YOUR ASSIGNMENT – Set the records down again in full, with every word kept.

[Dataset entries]
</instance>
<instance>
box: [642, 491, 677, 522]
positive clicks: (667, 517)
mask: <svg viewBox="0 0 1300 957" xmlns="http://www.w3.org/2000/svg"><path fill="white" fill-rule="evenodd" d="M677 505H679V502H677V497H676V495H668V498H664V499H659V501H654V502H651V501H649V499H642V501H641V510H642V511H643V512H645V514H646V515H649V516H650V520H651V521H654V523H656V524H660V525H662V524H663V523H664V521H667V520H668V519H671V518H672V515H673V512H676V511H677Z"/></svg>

TASK ANSWER –
</instance>
<instance>
box: [642, 491, 677, 522]
positive clicks: (667, 517)
mask: <svg viewBox="0 0 1300 957" xmlns="http://www.w3.org/2000/svg"><path fill="white" fill-rule="evenodd" d="M677 505H679V502H677V497H676V495H668V498H664V499H659V501H654V502H651V501H649V499H642V501H641V510H642V511H643V512H645V514H646V515H649V516H650V520H651V521H654V523H656V524H660V525H662V524H663V523H664V521H667V520H668V519H671V518H672V515H673V512H676V511H677Z"/></svg>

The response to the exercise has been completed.